__Aim of the task__
Write out, word for word, the lines between the line holding "Detect man in dark" and the line holding "left=144, top=47, right=210, bottom=267", inclusive.

[Rows of box annotation data]
════════

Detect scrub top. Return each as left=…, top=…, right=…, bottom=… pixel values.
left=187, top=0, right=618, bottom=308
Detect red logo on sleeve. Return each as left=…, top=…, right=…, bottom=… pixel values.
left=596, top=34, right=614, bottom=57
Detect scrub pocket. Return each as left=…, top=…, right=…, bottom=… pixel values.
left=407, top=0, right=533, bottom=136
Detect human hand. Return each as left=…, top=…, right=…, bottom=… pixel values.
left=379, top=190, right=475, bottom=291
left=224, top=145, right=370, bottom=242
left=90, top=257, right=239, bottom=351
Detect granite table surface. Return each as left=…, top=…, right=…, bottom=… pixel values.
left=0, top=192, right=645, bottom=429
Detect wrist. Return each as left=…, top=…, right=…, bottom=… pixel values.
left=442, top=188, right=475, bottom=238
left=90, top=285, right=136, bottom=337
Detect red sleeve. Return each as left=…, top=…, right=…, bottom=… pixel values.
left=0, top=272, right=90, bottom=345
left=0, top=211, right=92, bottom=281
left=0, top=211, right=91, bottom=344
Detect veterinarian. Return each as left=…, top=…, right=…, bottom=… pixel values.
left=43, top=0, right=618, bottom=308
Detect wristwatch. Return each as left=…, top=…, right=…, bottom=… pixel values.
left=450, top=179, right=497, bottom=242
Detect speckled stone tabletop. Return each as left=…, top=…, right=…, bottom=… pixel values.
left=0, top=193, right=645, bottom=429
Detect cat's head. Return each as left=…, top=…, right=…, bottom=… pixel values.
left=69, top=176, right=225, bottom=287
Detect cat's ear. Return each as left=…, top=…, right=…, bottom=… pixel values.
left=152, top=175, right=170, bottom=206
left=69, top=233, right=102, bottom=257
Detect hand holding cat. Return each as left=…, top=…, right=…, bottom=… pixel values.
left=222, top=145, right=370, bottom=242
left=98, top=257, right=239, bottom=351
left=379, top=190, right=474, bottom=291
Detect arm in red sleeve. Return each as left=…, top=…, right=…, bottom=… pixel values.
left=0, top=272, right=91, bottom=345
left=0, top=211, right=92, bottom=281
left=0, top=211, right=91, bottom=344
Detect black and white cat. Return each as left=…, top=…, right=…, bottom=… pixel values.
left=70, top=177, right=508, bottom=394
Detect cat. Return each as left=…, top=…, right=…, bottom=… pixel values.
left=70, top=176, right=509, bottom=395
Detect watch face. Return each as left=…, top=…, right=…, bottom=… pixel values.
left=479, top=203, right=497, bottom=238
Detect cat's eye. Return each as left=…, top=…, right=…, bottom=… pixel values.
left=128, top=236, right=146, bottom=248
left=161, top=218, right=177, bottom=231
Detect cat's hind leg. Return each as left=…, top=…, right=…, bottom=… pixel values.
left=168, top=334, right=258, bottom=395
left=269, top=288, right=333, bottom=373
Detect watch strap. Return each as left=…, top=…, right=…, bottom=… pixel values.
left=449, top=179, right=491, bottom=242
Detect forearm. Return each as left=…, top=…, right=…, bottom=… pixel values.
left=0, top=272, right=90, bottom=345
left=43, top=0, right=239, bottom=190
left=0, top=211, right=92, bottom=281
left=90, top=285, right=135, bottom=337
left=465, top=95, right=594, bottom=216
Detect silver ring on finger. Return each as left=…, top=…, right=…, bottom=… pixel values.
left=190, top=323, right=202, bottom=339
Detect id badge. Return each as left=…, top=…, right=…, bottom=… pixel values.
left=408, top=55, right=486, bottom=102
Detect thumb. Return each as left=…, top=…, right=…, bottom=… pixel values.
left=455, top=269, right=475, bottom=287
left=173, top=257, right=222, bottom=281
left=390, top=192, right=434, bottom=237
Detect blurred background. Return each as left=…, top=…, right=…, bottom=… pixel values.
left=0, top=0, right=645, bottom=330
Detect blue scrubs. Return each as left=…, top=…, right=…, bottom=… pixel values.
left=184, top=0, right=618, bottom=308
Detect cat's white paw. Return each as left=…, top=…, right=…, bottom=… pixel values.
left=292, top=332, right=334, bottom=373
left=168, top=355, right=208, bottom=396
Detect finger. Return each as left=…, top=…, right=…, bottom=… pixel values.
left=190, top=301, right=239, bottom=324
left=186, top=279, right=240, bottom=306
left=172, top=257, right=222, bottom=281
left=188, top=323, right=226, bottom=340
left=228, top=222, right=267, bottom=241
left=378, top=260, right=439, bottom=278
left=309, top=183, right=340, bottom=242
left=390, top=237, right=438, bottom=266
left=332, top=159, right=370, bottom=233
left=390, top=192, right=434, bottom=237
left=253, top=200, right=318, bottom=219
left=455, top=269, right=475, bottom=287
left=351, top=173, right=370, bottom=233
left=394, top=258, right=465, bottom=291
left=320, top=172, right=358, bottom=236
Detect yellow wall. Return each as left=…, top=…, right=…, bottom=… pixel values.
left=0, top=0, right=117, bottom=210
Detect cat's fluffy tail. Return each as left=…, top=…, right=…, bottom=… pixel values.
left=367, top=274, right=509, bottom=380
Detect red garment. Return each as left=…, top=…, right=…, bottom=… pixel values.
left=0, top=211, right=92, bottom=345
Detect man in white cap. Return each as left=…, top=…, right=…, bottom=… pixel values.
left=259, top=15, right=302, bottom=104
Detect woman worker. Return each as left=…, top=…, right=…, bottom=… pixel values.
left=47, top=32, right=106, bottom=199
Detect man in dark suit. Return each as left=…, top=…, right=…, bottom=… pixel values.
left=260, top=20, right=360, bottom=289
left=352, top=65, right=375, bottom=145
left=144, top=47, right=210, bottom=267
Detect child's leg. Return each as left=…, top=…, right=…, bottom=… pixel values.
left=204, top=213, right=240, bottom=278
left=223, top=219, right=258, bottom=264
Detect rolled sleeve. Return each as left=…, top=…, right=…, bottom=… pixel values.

════════

__Solution to the problem__
Detect man in dark suit. Return each as left=…, top=…, right=…, bottom=… pixel values.
left=260, top=20, right=360, bottom=289
left=352, top=65, right=375, bottom=145
left=144, top=47, right=210, bottom=267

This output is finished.